§ Reading passage:
════════════════════

Understanding Customer Churn & Improving Retention

What Is Customer Churn?

What is Customer Churn? Churn is a term that indicates number of customers a company loses over a specific time period. "Churn rate" designates the percentage of a company’s total customers who churn, and often refers to service subscribers cancelling their memberships. Churn is a critical metric of company performance.

In love, we get dumped.  In business, we get churned.

The concept is the same. Very simply, churn is what happens when a customer decides to terminate their relationship with your company, usually by discontinuing their subscription or canceling a membership. And just like in personal relationships, it’s often obvious where it ended, but much harder to pinpoint where things started going sideways.

What Is My Churn Rate And Why Is It Critical?

Churn rate is the percentage of customer losses within a specific time period. It’s typically measured yearly, quarterly, or — as many SaaS and subscription services prefer — monthly. Churn rate is useful for many things: understanding company performance, making future projections, calculating customer lifetime value (LTV), analyzing the effect of changes on retention, and seeing who your most successful prospects really are.

════════════════════

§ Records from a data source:
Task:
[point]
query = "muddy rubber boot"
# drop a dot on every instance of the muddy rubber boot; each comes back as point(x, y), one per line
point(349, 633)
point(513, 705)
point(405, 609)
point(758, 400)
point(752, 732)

════════════════════

§ Directives:
a – Reproduce the passage on customer churn word for word, starting at "Churn rate is the" and ending at "prospects really are.".
b – According to the passage on customer churn, how often do many SaaS and subscription services prefer to measure churn rate?
c – Extend the passage on customer churn with new text that follows on from its final sentence.

§ Results by task:
a –
Churn rate is the percentage of customer losses within a specific time period. It’s typically measured yearly, quarterly, or — as many SaaS and subscription services prefer — monthly. Churn rate is useful for many things: understanding company performance, making future projections, calculating customer lifetime value (LTV), analyzing the effect of changes on retention, and seeing who your most successful prospects really are.

b – Monthly.

c –
Pro Tip: Aim to minimize churn, not eliminate it. Perfect retention is impossible. Your customers will churn, so it’s critical to track and analyze this turnover. (Learn strategies to increase customer retention here.)

image Impact of Churn on ARR. If you start with 1000 customers who pay $50 a month, and have a growth rate of 8%, lowering churn by even a single percentage will gain you hundreds more users, and will dramatically raise your ARR.

Obviously, lost customers are lost revenue—but customer value is not linear!  Existing customers are cheap to keep. You’ve earned their trust and loyalty. Plus, return customers spend as much as 67% more on products and services. Acquiring new prospects means starting from scratch, using maximum sales and marketing resources to sway them from competitors and squeeze them through your funnel. Acquisition is always exciting, but the real money is in teaching old dogs new tricks (or at least keeping them happy).

How Do I Calculate Customer Churn?

Churn is easy to understand, but deceptively difficult to to calculate. In any 30-day period, you may have three types of customers: renewals, new sign-ons, and those who leave. New customers tend to churn more than older ones. Your company’s growth rate can skew results. And you must be precise when defining churn. The moment of churn can be when a subscription ends, or when users cancel and are technically still customers. Do you include involuntary events (like failed auto-renewals), where the customer did not actively terminate the account?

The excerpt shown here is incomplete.